REQUIREMENT:
Only the lines from the one containing "Sports analytics pipeline — identify the car" through the final line of the material below should be output, exactly as they stand.

MATERIALS PROVIDED:
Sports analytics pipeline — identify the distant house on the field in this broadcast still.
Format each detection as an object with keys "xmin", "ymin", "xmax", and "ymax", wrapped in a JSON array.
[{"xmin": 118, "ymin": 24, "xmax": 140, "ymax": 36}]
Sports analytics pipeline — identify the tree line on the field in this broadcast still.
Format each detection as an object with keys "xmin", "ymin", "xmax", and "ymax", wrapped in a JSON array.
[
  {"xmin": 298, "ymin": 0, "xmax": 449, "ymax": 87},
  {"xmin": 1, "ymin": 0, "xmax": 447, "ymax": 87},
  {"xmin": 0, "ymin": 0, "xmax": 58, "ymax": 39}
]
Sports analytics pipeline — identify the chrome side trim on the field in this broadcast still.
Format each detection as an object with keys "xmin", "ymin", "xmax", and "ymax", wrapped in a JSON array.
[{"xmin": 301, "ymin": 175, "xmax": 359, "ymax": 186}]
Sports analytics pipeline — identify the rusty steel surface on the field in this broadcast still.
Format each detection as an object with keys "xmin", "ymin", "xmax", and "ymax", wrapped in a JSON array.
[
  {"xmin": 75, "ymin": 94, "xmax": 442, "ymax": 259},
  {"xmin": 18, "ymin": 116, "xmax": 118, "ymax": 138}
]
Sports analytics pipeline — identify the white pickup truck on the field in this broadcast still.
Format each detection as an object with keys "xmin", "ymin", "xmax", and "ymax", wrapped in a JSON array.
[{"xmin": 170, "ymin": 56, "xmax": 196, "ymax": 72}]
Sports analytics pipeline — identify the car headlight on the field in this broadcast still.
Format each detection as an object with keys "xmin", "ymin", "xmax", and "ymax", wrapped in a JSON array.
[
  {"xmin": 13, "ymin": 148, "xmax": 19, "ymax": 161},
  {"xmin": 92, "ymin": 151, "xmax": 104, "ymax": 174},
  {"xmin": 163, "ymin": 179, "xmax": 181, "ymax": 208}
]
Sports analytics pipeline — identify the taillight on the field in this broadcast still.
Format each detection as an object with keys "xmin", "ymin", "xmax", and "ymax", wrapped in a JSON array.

RESPONSE AREA:
Sports analytics pipeline — identify the car headlight on the field in this broadcast still.
Format each detection as an object with keys "xmin", "ymin", "xmax", and "ymax", wrapped in a JSON array.
[
  {"xmin": 13, "ymin": 148, "xmax": 19, "ymax": 161},
  {"xmin": 92, "ymin": 151, "xmax": 104, "ymax": 174},
  {"xmin": 163, "ymin": 179, "xmax": 181, "ymax": 208}
]
Sports analytics pipeline — identify the taillight on the field in this broadcast still.
Format each detection as an object with keys "xmin", "ymin", "xmax", and "ymax", wrapped in a JSON array.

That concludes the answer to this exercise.